Opdrachten =
#1 Noem alle jaartallen uit de tekst ter beoordeling, in de volgorde waarin ze voorkomen.
#2 Beantwoord op grond van de tekst ter beoordeling:
(a) In welk jaar is de boerenleenbank te Norg opgericht?
(b) Wie opende op 21 juni 1968 het gebouw van het Groene Kruis?
(c) Waar werd in 1950 het nieuwe bankgebouw in gebruik genomen?

Tekst ter beoordeling =
********************

Boerenleenbank

 

Ook het bestuur van het Groene Kruis zag uit naar een groter gebouw. De burgerwoning aan de weg naar Langelo voldeed niet meer aan de eisen. In 1962 stichtte het een nieuw gebouw op een terrein, aangekocht van burgemeester Pelinck, in de kom van het dorp, tegenover het witte huis van de fam. Pelinck. Eerst op 21 juni 1968 werd het door Dr. Mantinghe, geneeskundig Inspecteur der Volksgezondheid, geopend. De boerenleenbank te Norg werd in 1908 opgericht en gevestigd in de woning van de benoemde kassier, de heer H. Hoff aan de Peesterstraat. In 1945 volgde de heer A. Rijks hem op en werd het kantoor tijdelijk ondergebracht in een perceel aan de brink. Door benoeming van de heer Rijks tot directeur van de Coöp. Stoomzuivelfabriek te Norg in 1950, werd als kassier benoemd de heer L. Komduur uit Sleen. Tevens werd in hetzelfde jaar het nieuwe bankgebouw (annex kassiers woning) in het Oosteinde van Norg in gebruik genomen. In 1969 werd dit gebouw weer vernieuwd en op 21 april door burgemeester 0. de Boer geopend.

********************

Gegevensuittreksel =
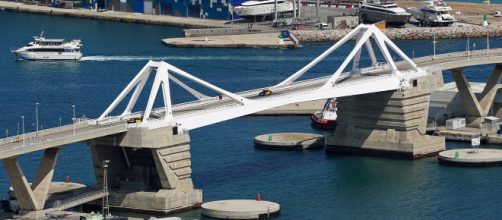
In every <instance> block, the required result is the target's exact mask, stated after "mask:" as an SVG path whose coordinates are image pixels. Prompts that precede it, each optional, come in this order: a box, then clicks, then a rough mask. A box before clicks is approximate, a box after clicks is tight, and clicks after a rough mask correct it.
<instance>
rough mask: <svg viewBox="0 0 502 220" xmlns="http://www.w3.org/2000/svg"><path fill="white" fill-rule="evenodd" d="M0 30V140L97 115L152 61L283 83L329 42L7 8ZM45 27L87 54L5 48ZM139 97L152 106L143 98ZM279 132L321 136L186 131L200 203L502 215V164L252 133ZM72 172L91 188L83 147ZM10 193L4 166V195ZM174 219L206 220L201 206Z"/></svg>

********************

Uitwerkingen =
#1 1962, 1968, 1908, 1945, 1950, 1969

#2
(a) In 1908.
(b) Dr. Mantinghe, geneeskundig Inspecteur der Volksgezondheid.
(c) In het Oosteinde van Norg.